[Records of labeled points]
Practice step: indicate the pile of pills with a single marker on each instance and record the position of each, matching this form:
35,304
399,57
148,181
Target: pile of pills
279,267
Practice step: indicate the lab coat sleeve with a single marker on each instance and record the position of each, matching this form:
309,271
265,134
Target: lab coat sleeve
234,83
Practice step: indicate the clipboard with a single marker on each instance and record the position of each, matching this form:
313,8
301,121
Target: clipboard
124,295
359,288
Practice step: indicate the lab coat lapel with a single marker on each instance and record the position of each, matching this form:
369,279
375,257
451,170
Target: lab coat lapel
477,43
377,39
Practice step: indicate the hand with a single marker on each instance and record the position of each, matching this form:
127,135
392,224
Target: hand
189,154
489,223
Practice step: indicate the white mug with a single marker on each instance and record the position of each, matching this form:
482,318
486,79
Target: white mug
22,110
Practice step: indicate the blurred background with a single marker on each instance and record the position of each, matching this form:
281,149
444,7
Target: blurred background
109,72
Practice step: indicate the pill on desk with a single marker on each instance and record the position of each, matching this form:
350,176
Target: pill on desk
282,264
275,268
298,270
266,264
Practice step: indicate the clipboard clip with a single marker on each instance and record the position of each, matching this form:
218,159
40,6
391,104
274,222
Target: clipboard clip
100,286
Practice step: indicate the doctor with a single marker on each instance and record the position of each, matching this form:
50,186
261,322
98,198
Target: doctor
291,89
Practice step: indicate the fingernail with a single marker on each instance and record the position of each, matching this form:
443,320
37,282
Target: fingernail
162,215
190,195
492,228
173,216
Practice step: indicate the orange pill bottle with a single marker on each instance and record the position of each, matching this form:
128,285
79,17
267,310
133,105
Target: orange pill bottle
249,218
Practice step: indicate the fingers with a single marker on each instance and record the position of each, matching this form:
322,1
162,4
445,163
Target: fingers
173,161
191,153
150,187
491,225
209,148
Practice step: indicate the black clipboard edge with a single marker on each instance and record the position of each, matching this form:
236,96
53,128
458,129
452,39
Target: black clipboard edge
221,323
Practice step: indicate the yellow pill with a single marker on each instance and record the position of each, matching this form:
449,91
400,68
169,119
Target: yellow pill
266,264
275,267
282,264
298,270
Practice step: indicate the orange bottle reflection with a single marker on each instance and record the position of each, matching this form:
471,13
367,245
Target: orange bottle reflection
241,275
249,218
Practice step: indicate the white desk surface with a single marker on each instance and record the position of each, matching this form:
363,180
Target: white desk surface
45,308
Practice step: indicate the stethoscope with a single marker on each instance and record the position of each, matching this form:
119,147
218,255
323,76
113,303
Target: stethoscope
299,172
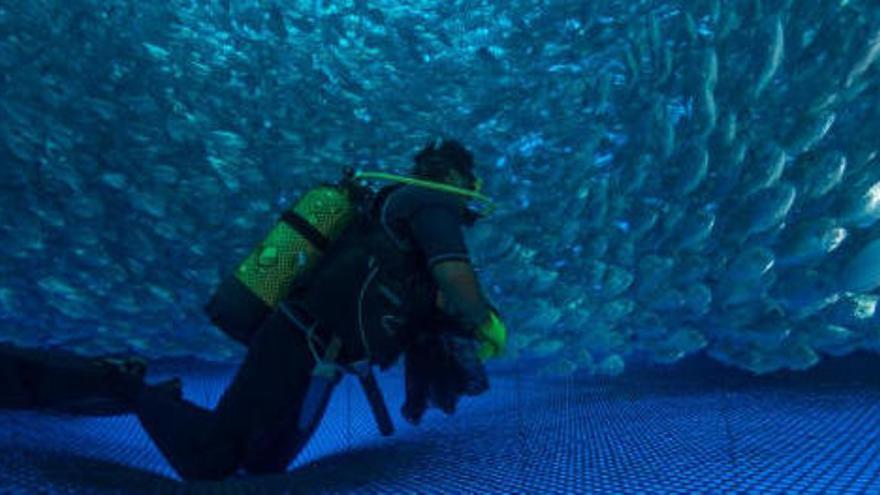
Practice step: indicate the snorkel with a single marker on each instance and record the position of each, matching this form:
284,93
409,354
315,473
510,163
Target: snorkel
472,194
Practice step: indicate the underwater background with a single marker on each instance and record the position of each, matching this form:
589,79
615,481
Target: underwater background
674,178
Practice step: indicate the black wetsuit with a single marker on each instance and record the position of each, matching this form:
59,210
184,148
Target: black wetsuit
371,293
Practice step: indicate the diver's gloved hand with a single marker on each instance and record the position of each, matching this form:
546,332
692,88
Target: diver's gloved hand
492,335
441,366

Given task
Every line of text is to be repeated exactly; pictures are left out.

Solution to the exercise
Practice step: indicate the pile of pills with a single marker on each instance and record the position of each, matching this form:
35,304
399,57
148,181
Target: pile of pills
279,267
Practice step: indicate the lab coat sleeve with a single marker on each instance and record the position of each, matching this form:
309,271
265,134
Target: lab coat sleeve
234,83
Practice step: indicate the clipboard with a single marker on each instance and record the position of each, matching this form:
313,8
301,121
Target: clipboard
124,295
359,288
Practice step: indicate the lab coat lapel with a single marker on each instance and record the position of each, matching this form:
369,279
375,257
451,170
Target: lab coat lapel
477,43
377,39
Practice step: indicate the hand with a single marker on each instance and record the position of each, matching this form:
127,135
392,224
Target: hand
189,154
489,223
Practice step: indicate the white mug with a single marker on each instance and record the position of each, matching this form:
482,318
486,79
Target: white mug
22,110
Practice step: indicate the blurred background with a single marker on each instance and record the position of each, matching this form:
281,149
444,7
Target: blurred background
109,72
Practice step: indicate the pill on desk with a single marker on each instance and record the position of each, matching this form:
350,176
Target: pill on desk
282,264
275,268
298,270
266,264
Practice step: indicate the clipboard clip with a single marker on each instance and record the position of each, matching this form:
218,159
40,6
391,104
274,222
Target: clipboard clip
100,286
Practice step: indicate the doctor with a single marker on each instance and record the position of each, matching this form:
50,186
261,322
98,198
Target: doctor
291,89
Practice step: indicate the fingernail with a single marker on each instance and record the position of each, matching this form:
443,320
37,282
Target: fingernail
162,215
190,195
492,228
173,216
Practice step: indicate the orange pill bottle with a single marker on each instance and record the position of each, matching this form:
128,285
79,17
267,310
133,105
Target: orange pill bottle
249,218
Practice step: indicate the fingers with a single marker on each instance and record the position of each, matching this form:
322,1
162,4
445,163
Target: fingers
173,161
191,153
150,187
491,225
209,148
Practice step: indicate the black clipboard edge with a single marker on each instance and record the position of each, matching this form:
236,96
53,128
458,129
452,39
Target: black clipboard edge
221,323
Practice step: indicate the yellow pill with a single marker on each instance and record the position of each, matching this form:
449,91
400,68
169,119
Target: yellow pill
266,264
275,267
282,264
298,270
Practice step: indicate the orange bottle reflection with a single marker on each instance and record the position of each, matching this form:
471,13
367,245
Target: orange bottle reflection
241,275
249,218
Practice step: indicate the white desk surface with a single marker on each instance and record the position of each, matching this form:
363,180
Target: white desk surface
45,308
Practice step: indicate the stethoscope with a single marker on each instance and record the position of each, matching this form:
119,147
218,255
323,76
113,303
Target: stethoscope
299,172
Practice step: indicate the snorkel with a single marker on each instance and record the position of each, matching this form:
284,93
409,354
315,473
510,163
Target: snorkel
472,194
Practice step: indicate the underwater background with a single marker on each instance and record the position of each, matching this form:
589,79
615,481
Target: underwater background
674,178
Practice step: indicate the black wetsuit with a single marker on each instance and record the position of each, matching this form:
59,210
184,148
Target: black wetsuit
371,293
Practice step: indicate the diver's gloved hand with a single marker on each instance and record the position of each, matching this form:
546,332
692,88
Target: diver's gloved hand
492,335
441,366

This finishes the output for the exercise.